■ **PROBLEM TO WORK ON**: Repeat exactly, and only, the lines from the one containing "point: awning -- for" through the end of the records.

■ **DATA SHOWN**:

★ ★ ★ ★

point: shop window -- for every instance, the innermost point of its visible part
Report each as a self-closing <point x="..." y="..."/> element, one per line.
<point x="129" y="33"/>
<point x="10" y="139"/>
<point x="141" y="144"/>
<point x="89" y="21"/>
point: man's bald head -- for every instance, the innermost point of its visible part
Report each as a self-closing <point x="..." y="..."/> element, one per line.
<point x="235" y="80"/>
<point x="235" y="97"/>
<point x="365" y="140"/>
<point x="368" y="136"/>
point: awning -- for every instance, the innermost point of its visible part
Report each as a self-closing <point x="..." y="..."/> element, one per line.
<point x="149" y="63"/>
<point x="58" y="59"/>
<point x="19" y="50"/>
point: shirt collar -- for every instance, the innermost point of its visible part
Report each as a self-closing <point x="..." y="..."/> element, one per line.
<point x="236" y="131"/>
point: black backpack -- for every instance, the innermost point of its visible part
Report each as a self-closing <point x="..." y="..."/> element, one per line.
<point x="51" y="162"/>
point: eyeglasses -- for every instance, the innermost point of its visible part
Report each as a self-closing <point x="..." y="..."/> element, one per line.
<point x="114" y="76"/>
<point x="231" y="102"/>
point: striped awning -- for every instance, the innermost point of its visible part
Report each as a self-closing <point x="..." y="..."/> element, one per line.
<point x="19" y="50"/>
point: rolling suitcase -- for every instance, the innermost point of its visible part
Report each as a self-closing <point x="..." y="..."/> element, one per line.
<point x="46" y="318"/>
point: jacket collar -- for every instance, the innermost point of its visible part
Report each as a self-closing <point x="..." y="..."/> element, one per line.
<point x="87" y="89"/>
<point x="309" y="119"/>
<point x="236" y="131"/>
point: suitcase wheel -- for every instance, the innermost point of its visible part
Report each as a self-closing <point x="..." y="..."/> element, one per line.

★ ★ ★ ★

■ **RESULT FOR THIS TASK**:
point: awning -- for every instance, the innermost point of its visible part
Report each as a self-closing <point x="..." y="..."/> element, one per line.
<point x="149" y="63"/>
<point x="58" y="59"/>
<point x="19" y="50"/>
point: shirt collar -- for every instance, the innermost point of its visible part
Report each as a self-closing <point x="..." y="..."/> element, one per line.
<point x="236" y="131"/>
point: black backpack -- for every instance, the innermost point of its visible part
Report each as a self-closing <point x="..." y="..."/> element, one per line.
<point x="51" y="162"/>
point: eyeglasses -- for every instance, the innermost point of its visible part
Report each as a self-closing <point x="..." y="..."/> element, one per line.
<point x="114" y="76"/>
<point x="231" y="102"/>
point: striped awning -- for every instance, the innermost point of its visible part
Report each as a self-closing <point x="..." y="..."/> element, one per line.
<point x="19" y="50"/>
point: rolling suitcase -- for every instance, the innermost point of its visible part
Report each as a self-closing <point x="..." y="..."/> element, one per line.
<point x="46" y="318"/>
point: jacket collar -- for every instance, the innermost point of its visible part
Report each as a self-closing <point x="..." y="..."/> element, one per line.
<point x="87" y="89"/>
<point x="309" y="119"/>
<point x="236" y="131"/>
point: suitcase wheel -- for every instance, the innermost point of its visible part
Report each as a self-closing <point x="..." y="..."/> element, one per line.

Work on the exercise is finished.